_Instruction_
Repeat the listing in full, exactly as it stands.

★ ★ ★

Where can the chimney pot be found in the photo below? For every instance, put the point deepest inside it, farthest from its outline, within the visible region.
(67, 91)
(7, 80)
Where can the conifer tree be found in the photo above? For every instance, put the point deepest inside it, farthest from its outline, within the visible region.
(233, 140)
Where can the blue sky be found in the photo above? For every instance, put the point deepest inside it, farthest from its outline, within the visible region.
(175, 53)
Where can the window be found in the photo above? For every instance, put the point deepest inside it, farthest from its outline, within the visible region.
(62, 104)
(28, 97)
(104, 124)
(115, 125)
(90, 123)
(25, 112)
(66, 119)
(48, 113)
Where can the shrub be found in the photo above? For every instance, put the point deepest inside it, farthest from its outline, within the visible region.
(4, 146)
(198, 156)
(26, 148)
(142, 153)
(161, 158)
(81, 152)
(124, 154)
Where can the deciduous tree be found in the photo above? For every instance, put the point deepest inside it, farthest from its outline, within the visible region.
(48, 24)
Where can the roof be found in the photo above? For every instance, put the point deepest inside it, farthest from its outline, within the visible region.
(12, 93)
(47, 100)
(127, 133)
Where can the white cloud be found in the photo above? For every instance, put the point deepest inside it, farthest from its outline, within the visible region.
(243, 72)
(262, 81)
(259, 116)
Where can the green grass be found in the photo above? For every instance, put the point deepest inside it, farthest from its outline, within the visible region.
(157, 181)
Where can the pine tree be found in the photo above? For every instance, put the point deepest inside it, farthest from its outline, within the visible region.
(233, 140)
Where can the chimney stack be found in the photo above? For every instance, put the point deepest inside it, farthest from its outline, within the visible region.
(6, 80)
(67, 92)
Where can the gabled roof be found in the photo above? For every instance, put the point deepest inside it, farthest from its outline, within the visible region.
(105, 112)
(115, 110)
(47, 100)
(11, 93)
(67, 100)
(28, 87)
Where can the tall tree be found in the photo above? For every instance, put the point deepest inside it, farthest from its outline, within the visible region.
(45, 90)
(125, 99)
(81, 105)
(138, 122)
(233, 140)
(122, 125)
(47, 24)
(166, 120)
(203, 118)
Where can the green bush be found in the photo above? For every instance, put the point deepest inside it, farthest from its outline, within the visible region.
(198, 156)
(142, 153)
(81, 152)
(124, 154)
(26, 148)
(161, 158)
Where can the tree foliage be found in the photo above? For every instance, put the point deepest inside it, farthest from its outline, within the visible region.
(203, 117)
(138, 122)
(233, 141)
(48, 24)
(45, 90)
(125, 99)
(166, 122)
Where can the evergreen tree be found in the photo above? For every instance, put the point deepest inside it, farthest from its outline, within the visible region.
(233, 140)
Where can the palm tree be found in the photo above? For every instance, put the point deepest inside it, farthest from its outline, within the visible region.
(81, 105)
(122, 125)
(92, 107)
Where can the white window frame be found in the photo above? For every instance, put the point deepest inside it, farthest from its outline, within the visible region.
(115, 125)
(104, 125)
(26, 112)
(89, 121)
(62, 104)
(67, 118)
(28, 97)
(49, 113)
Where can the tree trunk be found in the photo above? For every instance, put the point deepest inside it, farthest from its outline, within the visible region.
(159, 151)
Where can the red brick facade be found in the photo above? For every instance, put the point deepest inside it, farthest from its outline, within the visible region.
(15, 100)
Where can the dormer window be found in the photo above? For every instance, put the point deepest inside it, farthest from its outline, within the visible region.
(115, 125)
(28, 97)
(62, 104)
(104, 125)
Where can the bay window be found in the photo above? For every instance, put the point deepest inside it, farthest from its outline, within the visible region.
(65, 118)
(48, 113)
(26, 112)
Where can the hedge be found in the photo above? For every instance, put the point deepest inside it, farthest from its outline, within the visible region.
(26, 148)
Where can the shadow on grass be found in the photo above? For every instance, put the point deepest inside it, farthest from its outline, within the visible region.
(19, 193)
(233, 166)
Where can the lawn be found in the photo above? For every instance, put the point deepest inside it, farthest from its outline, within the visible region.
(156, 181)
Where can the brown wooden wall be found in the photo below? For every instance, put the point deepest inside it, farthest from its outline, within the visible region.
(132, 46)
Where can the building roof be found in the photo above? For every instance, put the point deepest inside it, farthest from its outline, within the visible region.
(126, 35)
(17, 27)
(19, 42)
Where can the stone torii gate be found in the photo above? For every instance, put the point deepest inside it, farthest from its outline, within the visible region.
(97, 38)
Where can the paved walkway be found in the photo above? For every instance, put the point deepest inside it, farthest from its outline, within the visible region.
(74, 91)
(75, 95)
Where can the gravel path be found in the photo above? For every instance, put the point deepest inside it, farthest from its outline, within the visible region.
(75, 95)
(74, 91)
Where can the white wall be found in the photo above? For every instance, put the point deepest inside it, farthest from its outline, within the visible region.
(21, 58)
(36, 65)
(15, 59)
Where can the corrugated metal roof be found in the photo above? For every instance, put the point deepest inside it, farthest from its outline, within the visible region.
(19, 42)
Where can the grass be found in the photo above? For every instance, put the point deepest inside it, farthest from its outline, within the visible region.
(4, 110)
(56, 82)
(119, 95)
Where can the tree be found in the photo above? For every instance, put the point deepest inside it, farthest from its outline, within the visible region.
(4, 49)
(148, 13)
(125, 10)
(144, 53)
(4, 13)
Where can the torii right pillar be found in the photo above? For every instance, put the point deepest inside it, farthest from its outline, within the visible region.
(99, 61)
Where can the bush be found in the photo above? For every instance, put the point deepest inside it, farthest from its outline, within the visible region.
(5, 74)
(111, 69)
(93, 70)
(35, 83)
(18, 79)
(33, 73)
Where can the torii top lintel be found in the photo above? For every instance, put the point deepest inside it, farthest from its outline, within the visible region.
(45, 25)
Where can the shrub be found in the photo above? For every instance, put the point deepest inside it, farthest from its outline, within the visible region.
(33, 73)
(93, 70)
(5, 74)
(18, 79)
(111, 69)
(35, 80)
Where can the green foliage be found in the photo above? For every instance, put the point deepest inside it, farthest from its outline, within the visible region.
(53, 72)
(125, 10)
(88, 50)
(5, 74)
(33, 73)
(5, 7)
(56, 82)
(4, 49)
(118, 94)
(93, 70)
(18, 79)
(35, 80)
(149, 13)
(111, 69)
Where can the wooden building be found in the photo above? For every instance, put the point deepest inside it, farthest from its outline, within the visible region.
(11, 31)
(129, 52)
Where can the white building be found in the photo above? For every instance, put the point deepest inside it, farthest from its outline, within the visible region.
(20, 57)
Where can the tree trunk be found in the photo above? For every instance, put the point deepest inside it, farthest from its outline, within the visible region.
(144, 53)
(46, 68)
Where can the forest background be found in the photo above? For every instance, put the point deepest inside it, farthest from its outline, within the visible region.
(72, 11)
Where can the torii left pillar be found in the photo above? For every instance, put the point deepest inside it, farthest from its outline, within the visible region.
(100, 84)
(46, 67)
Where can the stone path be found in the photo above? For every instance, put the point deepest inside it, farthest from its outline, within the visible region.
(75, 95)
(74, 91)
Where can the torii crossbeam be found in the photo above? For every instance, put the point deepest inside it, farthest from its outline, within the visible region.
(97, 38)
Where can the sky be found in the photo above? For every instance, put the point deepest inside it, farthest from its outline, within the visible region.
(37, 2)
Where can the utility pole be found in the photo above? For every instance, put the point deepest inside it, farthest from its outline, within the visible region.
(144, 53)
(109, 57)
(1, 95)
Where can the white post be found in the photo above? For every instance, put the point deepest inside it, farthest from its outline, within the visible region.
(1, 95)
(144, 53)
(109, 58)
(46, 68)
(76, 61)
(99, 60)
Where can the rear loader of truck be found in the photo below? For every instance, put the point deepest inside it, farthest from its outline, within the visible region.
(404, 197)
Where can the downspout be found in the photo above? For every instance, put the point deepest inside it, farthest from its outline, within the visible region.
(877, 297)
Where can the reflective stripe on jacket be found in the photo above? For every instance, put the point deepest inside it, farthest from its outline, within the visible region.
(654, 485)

★ ★ ★

_Right answer_
Where can the chimney pot be found in the photo below? For every instance, put the point deepest inside it, farthest from its outline, within the visible region.
(67, 91)
(7, 80)
Where can the conifer tree be found in the photo above? For every instance, put the point deepest inside it, farthest from its outline, within the visible region.
(233, 140)
Where can the blue sky be found in the photo above? For every instance, put the point deepest inside it, farthest from its outline, within the visible region.
(175, 53)
Where can the window be found in the photo above? For every instance, put the point deepest inside it, farthest from its outline, within the visible region.
(62, 104)
(28, 97)
(104, 124)
(115, 125)
(90, 123)
(25, 112)
(66, 119)
(48, 113)
Where can the shrub be found in the photo above? For every instance, put the point deepest inside it, farthest from its outline, within the visible region.
(4, 146)
(198, 156)
(26, 148)
(142, 153)
(161, 158)
(81, 152)
(124, 154)
Where can the deciduous tree be found in the photo above? For every instance, put the point deepest inside it, farthest from its outline, within the visible region.
(48, 24)
Where can the roof be found in the photo above? For every instance, put the point deepest inside it, farthest from its outline, within the visible region.
(12, 93)
(47, 100)
(127, 133)
Where can the white cloud be found in the photo above? For every instance, put the point deepest inside it, farthest from its outline, within the visible region.
(243, 72)
(262, 81)
(259, 116)
Where can the green grass be found in the photo above? For every instance, put the point deepest inside it, farthest from its outline, within the visible region.
(157, 181)
Where can the pine tree be found in the photo above? For every instance, put the point deepest inside it, farthest from its outline, within the visible region.
(233, 140)
Where can the chimney stack be found in the photo above? For every instance, put the point deepest inside it, farthest from its outline, within the visible region.
(6, 80)
(67, 92)
Where can the gabled roof be found in the photo above? For every instance, put the point deepest inside it, farthest from its outline, within the visible region.
(105, 112)
(115, 110)
(47, 100)
(11, 93)
(67, 100)
(28, 87)
Where can the tall tree be found in the photo above? For every instance, put the point deepest inside it, farthest from its outline, within the visible region.
(45, 90)
(125, 99)
(81, 105)
(138, 122)
(233, 140)
(122, 125)
(47, 24)
(166, 120)
(203, 118)
Where can the green bush be found in the photo above? For every instance, put the point deepest inside it, farthest from its outline, within the visible region.
(198, 156)
(142, 153)
(81, 152)
(124, 154)
(26, 148)
(161, 158)
Where can the tree foliage be found in the photo above? For every instance, put the point deepest inside it, farthest from its outline, within the visible region.
(203, 117)
(138, 122)
(233, 141)
(48, 24)
(45, 90)
(125, 99)
(166, 122)
Where can the evergreen tree be found in the photo above? For every instance, put the point deepest inside it, farthest from its outline, within the visible region.
(233, 140)
Where can the palm tree be found in the photo above? For every instance, put the point deepest inside it, farthest from its outline, within the visible region.
(81, 105)
(122, 125)
(92, 107)
Where can the white window frame be found in the photo above? For every instance, put the point deepest inside it, farthest from its outline, within the visible region.
(115, 125)
(104, 125)
(26, 112)
(89, 121)
(62, 104)
(67, 118)
(28, 97)
(49, 113)
Where can the tree trunk be found in the photo above? For every instance, put the point deepest inside it, farthest from its outline, within the visible region.
(159, 151)
Where can the red brick facade be found in the photo above? For every instance, put the point deepest inside it, farthest from its outline, within the visible region.
(15, 100)
Where can the dormer window be found in the photo above? For every instance, put the point deepest inside it, farthest from its outline, within the visible region.
(115, 125)
(28, 97)
(62, 104)
(104, 125)
Where can the bay window be found in the photo above? For every instance, put the point deepest inside it, farthest from its outline, within the visible region.
(65, 118)
(48, 113)
(26, 112)
Where can the hedge be found in the photo above? For every instance, put the point deepest inside it, farthest from its outline, within the visible region.
(26, 148)
Where can the shadow on grass be found in the photo above? For every instance, put the point deepest inside it, farthest from its outline, within the visible region.
(19, 193)
(233, 166)
Where can the lawn be found in the photo above? For every instance, put the point deepest inside it, farthest from its outline, within the visible region.
(156, 181)
Where can the brown wooden wall be found in the photo below? For every instance, put the point deepest inside it, farthest from its outline, within the visible region.
(132, 46)
Where can the building roof be found in the photo above? For every instance, put the point deepest inside it, farthest from its outline, within the visible region.
(126, 35)
(17, 27)
(19, 42)
Where can the stone torii gate be found in the photo above? For every instance, put the point deepest inside it, farthest from its outline, within the visible region.
(97, 38)
Where can the paved walkway be found in the photo above? For every instance, put the point deepest inside it, farthest from its outline, within the visible region.
(74, 91)
(75, 95)
Where can the gravel path be found in the photo above? For every instance, put the point deepest inside it, farthest from its outline, within the visible region.
(75, 95)
(74, 91)
Where can the white wall be found in the photo above? For every instance, put the point deepest inside it, farthest from its outline, within the visible region.
(21, 58)
(36, 65)
(15, 59)
Where can the corrugated metal roof be found in the photo above? For every instance, put the point deepest inside it, farthest from its outline, within the visible region.
(19, 42)
Where can the grass be found in the photo above? For every instance, put the point deepest inside it, farthest from its outline, within the visible region.
(4, 110)
(56, 82)
(119, 95)
Where can the tree be found in the photo above? For every instance, put the point deepest inside it, farthest from its outline, within the visible region.
(4, 49)
(148, 13)
(125, 10)
(144, 53)
(4, 13)
Where can the torii right pillar be found in the photo above? For every instance, put the point deepest inside it, farthest from its outline, within the visible region.
(99, 61)
Where can the bush be found in the photo above? For every instance, put the point deepest inside it, farthest from its outline, within the visible region.
(5, 74)
(111, 69)
(93, 70)
(35, 83)
(18, 79)
(33, 73)
Where can the torii top lintel be found in the photo above? For every instance, put the point deepest inside it, farthest from its outline, within the visible region.
(45, 25)
Where can the shrub be found in the photo above? For every instance, put the point deepest inside it, farthest from its outline, within the visible region.
(33, 73)
(93, 70)
(5, 74)
(18, 79)
(111, 69)
(35, 80)
Where can the green foliage be found in the photo above? For every instance, put the point deepest inside it, farthest from its outline, within the visible region.
(53, 72)
(125, 10)
(88, 50)
(5, 74)
(33, 73)
(5, 7)
(56, 82)
(4, 49)
(118, 94)
(93, 70)
(18, 79)
(35, 80)
(149, 13)
(111, 69)
Where can the wooden building be found in the photo above? For every instance, put the point deepest inside it, farthest from its outline, within the visible region.
(11, 31)
(129, 52)
Where can the white building be found in the photo above? For every instance, put the point deepest inside it, farthest from its outline, within the visible region.
(20, 57)
Where can the tree trunk be found in the photo above? For every instance, put the point deepest inside it, farthest from its outline, within the visible region.
(144, 53)
(46, 68)
Where can the forest background be found in the photo above? For every instance, put the point deepest inside it, farthest from its outline, within the visible region.
(72, 11)
Where can the torii left pillar be found in the photo above? For every instance, put the point deepest inside it, farthest from its outline, within the visible region.
(100, 84)
(46, 67)
Where can the stone path be found in the photo above? For every instance, put the point deepest inside it, farthest from its outline, within the visible region.
(75, 95)
(74, 91)
Where can the torii crossbeam be found in the photo above? For every instance, put the point deepest inside it, farthest from its outline, within the visible region.
(97, 38)
Where can the sky be found in the photo above? For every instance, put the point deepest inside it, farthest from its outline, within the visible region.
(37, 2)
Where can the utility pole be found in the photo above? For every instance, put the point deepest inside it, farthest from its outline, within the visible region.
(144, 53)
(109, 57)
(1, 95)
Where can the white post be found in the photo above? For every instance, put the point deepest inside it, farthest from its outline, within the visible region.
(1, 95)
(144, 53)
(109, 58)
(46, 68)
(76, 61)
(99, 60)
Where can the rear loader of truck be found in the photo below? For every instance, put the point deepest inside it, farthest from its outline, within the visible region.
(404, 197)
Where can the downspout be found in the photo above? For every instance, put the point deepest inside it, farthest from its outline, within the visible region.
(877, 297)
Where can the reflective stripe on jacket be found in the photo above? For every instance, put the point deepest inside it, farthest from its outline, within the visible region.
(654, 485)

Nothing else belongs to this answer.